Input material
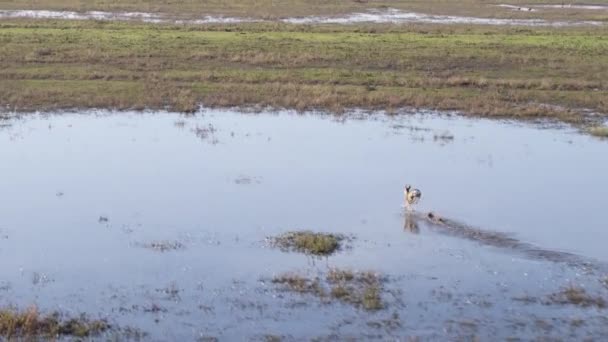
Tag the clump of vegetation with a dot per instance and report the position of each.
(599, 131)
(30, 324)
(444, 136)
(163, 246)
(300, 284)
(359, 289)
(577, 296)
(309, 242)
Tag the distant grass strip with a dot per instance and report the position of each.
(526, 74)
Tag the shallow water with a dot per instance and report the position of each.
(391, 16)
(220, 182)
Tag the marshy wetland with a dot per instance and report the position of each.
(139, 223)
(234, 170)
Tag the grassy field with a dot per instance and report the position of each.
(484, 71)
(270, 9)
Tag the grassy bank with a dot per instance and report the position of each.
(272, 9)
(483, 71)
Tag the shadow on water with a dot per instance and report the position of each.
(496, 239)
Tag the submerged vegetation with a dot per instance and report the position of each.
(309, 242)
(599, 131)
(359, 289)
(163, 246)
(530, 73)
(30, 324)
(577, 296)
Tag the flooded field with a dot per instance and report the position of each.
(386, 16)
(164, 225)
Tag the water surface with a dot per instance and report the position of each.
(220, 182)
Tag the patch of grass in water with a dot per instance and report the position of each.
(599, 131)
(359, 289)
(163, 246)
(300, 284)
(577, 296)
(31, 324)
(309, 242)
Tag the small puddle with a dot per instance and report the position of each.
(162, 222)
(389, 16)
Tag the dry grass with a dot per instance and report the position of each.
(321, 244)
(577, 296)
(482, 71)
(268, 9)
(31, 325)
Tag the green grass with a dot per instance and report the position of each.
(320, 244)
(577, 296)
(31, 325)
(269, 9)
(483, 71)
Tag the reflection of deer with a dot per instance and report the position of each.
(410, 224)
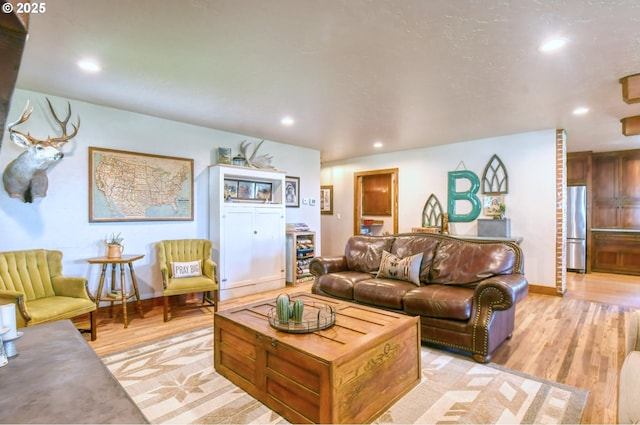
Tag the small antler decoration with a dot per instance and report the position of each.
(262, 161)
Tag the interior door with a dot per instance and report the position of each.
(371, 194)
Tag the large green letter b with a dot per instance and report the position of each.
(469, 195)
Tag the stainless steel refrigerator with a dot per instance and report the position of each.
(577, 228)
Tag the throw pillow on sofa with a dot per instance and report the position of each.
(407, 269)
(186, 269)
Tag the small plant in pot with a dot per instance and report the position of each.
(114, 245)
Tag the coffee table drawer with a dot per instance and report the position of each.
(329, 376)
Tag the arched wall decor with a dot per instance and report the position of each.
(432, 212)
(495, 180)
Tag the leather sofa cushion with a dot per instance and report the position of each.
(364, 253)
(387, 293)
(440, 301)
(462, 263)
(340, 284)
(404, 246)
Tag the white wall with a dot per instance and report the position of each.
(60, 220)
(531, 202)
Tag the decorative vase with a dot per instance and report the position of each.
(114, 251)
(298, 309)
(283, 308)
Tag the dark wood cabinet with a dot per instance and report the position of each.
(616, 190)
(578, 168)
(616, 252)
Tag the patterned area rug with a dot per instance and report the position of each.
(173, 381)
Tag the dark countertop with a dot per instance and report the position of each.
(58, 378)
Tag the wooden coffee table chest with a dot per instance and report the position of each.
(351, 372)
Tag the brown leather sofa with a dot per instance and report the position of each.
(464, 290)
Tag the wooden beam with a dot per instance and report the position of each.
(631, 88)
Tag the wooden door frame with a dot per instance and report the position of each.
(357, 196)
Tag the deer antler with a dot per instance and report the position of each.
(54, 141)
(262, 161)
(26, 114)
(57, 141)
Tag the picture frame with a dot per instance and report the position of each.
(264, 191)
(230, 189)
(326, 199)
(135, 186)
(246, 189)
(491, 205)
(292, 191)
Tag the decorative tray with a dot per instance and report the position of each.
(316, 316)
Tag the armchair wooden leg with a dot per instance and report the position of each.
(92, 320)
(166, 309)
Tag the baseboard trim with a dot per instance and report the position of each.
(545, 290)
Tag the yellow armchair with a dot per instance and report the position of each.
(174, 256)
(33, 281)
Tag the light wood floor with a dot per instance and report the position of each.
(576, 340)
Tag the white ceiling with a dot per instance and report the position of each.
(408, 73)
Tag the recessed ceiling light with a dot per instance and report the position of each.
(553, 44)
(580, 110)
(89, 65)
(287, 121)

Exercise prompt
Turn every line of the items above into a numbered list, skipping any blank lines. Leave out the picture placeholders.

Task solution
1. Tag the clump of vegetation with a dot per instance and report the position of each.
2. (599, 131)
3. (30, 324)
4. (444, 136)
5. (163, 246)
6. (300, 284)
7. (359, 289)
8. (577, 296)
9. (309, 242)
10. Tag the distant grass strip with a dot per instance and report the position of each.
11. (526, 74)
12. Tag the shallow water with a dot per instance and report the position of each.
13. (391, 16)
14. (220, 182)
15. Tag the marshy wetland with a dot per instance and report the position of each.
16. (139, 223)
17. (234, 170)
18. Tag the grassy field with a dot per instance and report the position of each.
19. (484, 71)
20. (270, 9)
21. Tag the grassy bank with a dot per instance and report the position of each.
22. (272, 9)
23. (483, 71)
24. Tag the shadow on water with a dot per instance and report the position of each.
25. (496, 239)
26. Tag the submerged vegetation with a dot per instance and report the position of each.
27. (309, 242)
28. (599, 131)
29. (359, 289)
30. (163, 246)
31. (530, 73)
32. (30, 324)
33. (577, 296)
34. Tag the flooded field with a dot per instance and report the position of each.
35. (386, 16)
36. (164, 225)
37. Tag the water surface with a dot per instance and report the position of each.
38. (220, 182)
39. Tag the patch of grass in water with a dot per instance and report the position of each.
40. (599, 131)
41. (359, 289)
42. (163, 246)
43. (300, 284)
44. (577, 296)
45. (31, 324)
46. (309, 242)
47. Tag the small puddle with a dot per instance and report the position of each.
48. (162, 222)
49. (389, 16)
50. Tag the dry grass with a dot per instance and report the position of each.
51. (321, 244)
52. (577, 296)
53. (482, 71)
54. (268, 9)
55. (31, 325)
56. Tag the green grass with a dot per instance and report the position of each.
57. (320, 244)
58. (577, 296)
59. (31, 325)
60. (269, 9)
61. (483, 71)
62. Tag the reflection of deer with a dot per instance and report the position of each.
63. (410, 224)
64. Tag the small antler decoration with a dot per instance and report the position of each.
65. (262, 161)
66. Tag the interior door with a dot per instance and report the position of each.
67. (371, 194)
68. Tag the large green letter b with a dot per instance and report the position of each.
69. (469, 195)
70. Tag the stainless steel refrigerator with a dot per instance and report the position of each.
71. (577, 228)
72. Tag the throw pillow on sofa with a dot per instance and report the position of each.
73. (407, 269)
74. (186, 269)
75. Tag the small plant in pot with a dot per instance and report the position of each.
76. (114, 245)
77. Tag the coffee table drawer with a dot per instance and report the position of each.
78. (329, 376)
79. Tag the arched wall decor with a dot per instance and report the position of each.
80. (432, 212)
81. (495, 180)
82. Tag the leather sofa cushion with a dot per instance and report the position of each.
83. (364, 253)
84. (387, 293)
85. (440, 301)
86. (462, 263)
87. (340, 284)
88. (404, 246)
89. Tag the white wall with a dot per instance and report the position of each.
90. (60, 220)
91. (531, 202)
92. Tag the decorative vase with a dot per instance and report the position of each.
93. (114, 251)
94. (298, 309)
95. (283, 308)
96. Tag the dark wood cabinet with a dot per instance and report the position of each.
97. (616, 190)
98. (578, 168)
99. (616, 252)
100. Tag the patterned area rug with a dot per instance and report the position of each.
101. (173, 381)
102. Tag the dark countertop with a dot per instance and report the position of each.
103. (58, 378)
104. Tag the wooden coffee table chest with a dot per instance and report the position of each.
105. (351, 372)
106. Tag the brown leather sofa with a dot per instance and report the position of each.
107. (464, 290)
108. Tag the wooden beam with a dot per instance and report the position of each.
109. (631, 88)
110. Tag the wooden door frame with a dot per instance and report the position of each.
111. (357, 196)
112. Tag the deer antler with a dot per instance and report the position of each.
113. (54, 141)
114. (262, 161)
115. (26, 114)
116. (57, 141)
117. Tag the picture frame with a dot per instance and report the position of each.
118. (264, 191)
119. (230, 189)
120. (326, 199)
121. (135, 186)
122. (246, 189)
123. (491, 205)
124. (292, 191)
125. Tag the decorative tray with a dot per instance and report the position of each.
126. (316, 316)
127. Tag the armchair wooden leg with a dot per instance and report the position of each.
128. (92, 320)
129. (166, 309)
130. Tag the baseboard trim with a dot per instance and report the position of each.
131. (545, 290)
132. Tag the yellow armchair with a dot per instance and report the position of each.
133. (174, 256)
134. (33, 281)
135. Tag the light wood floor with a dot per instance and report the position of each.
136. (576, 340)
137. Tag the white ceiling with a dot per instance and report the position of each.
138. (408, 73)
139. Tag the recessed ceiling light with a dot per instance and report the position of each.
140. (553, 44)
141. (580, 110)
142. (89, 65)
143. (287, 121)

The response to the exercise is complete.